• [Ihre Aufgabe]
Geben Sie als Markdown-Tabelle mit den Spalten „Nr.“ und „Zeile“ die Zeilen der folgenden Datensätze wieder, beginnend mit der Zeile, die „In this exercise you will tag the seated“ enthält, bis einschließlich der letzten Zeile der Datensätze. Leerzeilen lassen Sie dabei aus.

[Datenauflistung]
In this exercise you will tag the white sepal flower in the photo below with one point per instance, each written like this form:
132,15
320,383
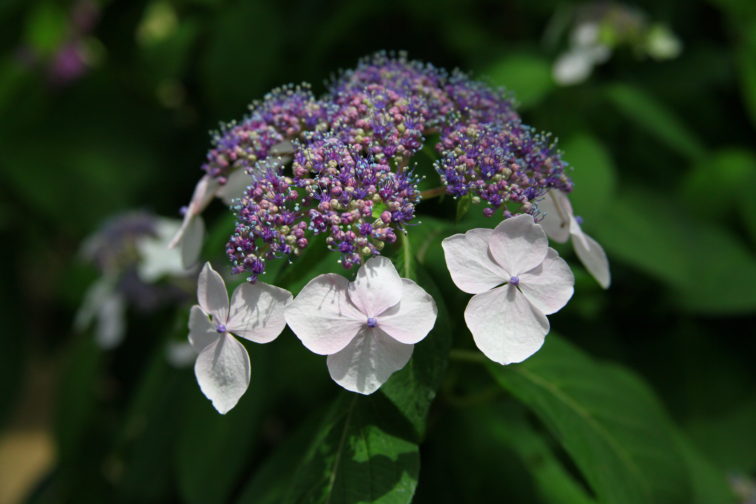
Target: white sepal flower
560,224
256,313
190,235
105,306
517,280
155,258
368,328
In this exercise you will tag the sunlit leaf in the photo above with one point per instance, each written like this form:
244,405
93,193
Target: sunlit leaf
594,175
528,76
654,117
606,419
360,452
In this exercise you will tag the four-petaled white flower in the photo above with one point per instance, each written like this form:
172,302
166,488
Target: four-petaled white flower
256,313
192,231
560,224
517,280
367,328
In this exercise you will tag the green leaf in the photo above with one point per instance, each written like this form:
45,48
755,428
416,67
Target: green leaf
508,426
148,435
707,482
594,175
46,28
527,75
77,397
360,452
657,236
718,183
606,419
653,116
463,206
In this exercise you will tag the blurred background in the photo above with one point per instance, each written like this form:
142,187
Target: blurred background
105,108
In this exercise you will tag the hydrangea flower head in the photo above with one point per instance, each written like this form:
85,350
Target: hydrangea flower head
368,328
342,165
516,280
500,163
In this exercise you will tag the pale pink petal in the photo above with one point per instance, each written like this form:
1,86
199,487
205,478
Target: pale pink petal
557,212
549,285
223,372
412,318
377,287
518,244
237,182
323,317
504,325
469,261
191,242
368,361
212,294
202,332
257,312
592,256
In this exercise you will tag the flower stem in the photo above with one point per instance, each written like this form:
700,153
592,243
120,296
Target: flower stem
432,193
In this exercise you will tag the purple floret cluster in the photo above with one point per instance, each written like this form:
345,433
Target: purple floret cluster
341,165
500,163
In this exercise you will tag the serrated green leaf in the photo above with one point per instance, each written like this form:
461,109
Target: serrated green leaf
606,419
509,427
657,236
413,388
654,117
361,452
528,76
594,175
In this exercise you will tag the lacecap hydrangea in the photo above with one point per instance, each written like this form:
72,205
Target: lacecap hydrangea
342,165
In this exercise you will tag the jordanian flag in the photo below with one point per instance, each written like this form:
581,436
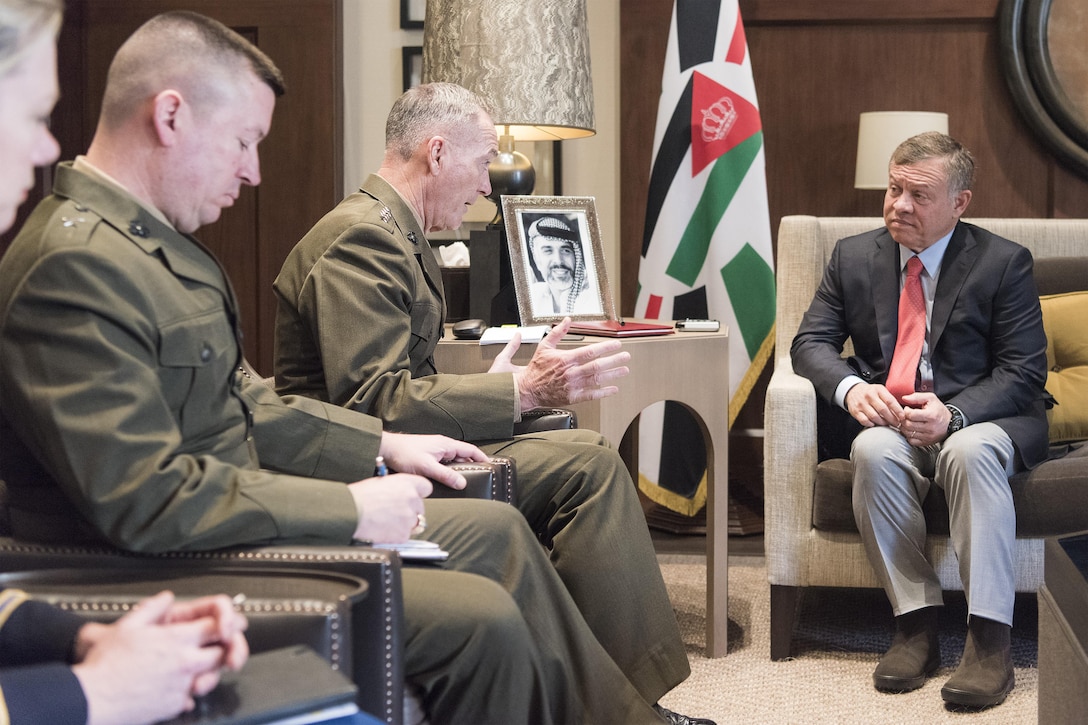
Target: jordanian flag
706,247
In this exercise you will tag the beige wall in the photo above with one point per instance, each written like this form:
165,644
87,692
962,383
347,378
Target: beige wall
372,41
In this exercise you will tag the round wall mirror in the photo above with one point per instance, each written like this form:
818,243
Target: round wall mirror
1047,71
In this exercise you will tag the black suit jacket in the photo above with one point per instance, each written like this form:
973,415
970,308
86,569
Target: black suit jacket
986,342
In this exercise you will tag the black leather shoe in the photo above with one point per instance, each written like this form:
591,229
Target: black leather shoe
985,676
677,719
914,655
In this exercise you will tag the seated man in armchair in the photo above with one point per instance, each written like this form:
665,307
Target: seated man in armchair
360,314
947,381
125,420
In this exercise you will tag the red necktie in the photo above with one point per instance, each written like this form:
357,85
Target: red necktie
912,333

• [Ergebnis dieser Übung]
| Nr. | Zeile |
|---|---|
| 1 | In this exercise you will tag the seated man in armchair in the photo above with one point per instance, each written like this form: |
| 2 | 665,307 |
| 3 | Target: seated man in armchair |
| 4 | 360,314 |
| 5 | 947,381 |
| 6 | 125,420 |
| 7 | In this exercise you will tag the red necktie in the photo above with one point per instance, each written like this form: |
| 8 | 357,85 |
| 9 | Target: red necktie |
| 10 | 912,333 |